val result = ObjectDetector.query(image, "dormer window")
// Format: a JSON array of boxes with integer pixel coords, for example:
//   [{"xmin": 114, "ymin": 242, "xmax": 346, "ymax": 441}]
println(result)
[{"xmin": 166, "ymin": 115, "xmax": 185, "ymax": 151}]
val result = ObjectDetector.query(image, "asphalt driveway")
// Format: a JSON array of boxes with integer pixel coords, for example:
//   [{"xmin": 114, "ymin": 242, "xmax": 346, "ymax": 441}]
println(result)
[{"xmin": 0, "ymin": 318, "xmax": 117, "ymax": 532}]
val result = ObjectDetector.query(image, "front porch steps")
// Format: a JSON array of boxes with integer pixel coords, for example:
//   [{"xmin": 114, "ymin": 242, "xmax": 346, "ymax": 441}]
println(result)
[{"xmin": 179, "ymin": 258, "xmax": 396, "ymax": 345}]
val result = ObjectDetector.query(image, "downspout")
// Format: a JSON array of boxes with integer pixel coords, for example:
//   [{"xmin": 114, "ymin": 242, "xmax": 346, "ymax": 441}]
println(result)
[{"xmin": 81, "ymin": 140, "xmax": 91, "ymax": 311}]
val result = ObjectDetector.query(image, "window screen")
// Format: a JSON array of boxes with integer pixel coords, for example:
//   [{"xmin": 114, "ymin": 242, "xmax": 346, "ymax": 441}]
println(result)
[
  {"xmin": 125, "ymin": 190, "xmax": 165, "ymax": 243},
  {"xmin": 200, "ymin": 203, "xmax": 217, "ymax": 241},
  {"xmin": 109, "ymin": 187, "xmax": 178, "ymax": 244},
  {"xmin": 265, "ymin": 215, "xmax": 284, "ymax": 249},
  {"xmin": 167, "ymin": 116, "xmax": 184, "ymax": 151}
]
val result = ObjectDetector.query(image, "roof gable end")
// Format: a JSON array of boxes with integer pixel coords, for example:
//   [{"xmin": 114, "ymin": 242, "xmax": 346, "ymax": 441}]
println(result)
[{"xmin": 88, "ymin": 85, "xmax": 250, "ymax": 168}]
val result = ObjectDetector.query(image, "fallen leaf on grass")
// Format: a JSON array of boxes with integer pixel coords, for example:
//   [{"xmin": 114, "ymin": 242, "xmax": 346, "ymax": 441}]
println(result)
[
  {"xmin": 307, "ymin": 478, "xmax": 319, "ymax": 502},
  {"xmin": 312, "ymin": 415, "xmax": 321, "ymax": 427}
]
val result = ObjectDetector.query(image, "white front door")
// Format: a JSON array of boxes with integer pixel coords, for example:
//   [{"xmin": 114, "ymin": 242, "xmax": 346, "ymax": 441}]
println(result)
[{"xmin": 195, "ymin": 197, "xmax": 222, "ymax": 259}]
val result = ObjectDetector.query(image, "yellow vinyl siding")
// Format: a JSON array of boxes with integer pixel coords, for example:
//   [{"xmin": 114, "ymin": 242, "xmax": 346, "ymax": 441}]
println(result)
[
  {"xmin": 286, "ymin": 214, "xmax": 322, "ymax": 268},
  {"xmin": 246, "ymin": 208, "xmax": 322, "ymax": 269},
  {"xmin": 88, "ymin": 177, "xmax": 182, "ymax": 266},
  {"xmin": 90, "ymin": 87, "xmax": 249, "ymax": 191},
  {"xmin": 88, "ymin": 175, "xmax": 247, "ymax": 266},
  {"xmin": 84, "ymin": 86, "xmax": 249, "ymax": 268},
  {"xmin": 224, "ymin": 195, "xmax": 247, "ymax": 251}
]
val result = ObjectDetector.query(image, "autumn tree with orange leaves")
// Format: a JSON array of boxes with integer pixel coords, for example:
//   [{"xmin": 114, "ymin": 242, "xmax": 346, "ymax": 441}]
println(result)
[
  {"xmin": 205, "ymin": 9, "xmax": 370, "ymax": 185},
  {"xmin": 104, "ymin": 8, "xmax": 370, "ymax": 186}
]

---------------

Assignment |
Your answer must be the line with "tree with orange" and all lines after it through the final line of the entries, copied exactly and with nothing added.

Exercise response |
val result = ObjectDetector.query(image, "autumn tree with orange leaves")
// Format: a JSON array of boxes with integer pixel coords, for example:
//   [{"xmin": 114, "ymin": 242, "xmax": 346, "ymax": 441}]
println(result)
[
  {"xmin": 205, "ymin": 9, "xmax": 370, "ymax": 185},
  {"xmin": 104, "ymin": 8, "xmax": 370, "ymax": 186}
]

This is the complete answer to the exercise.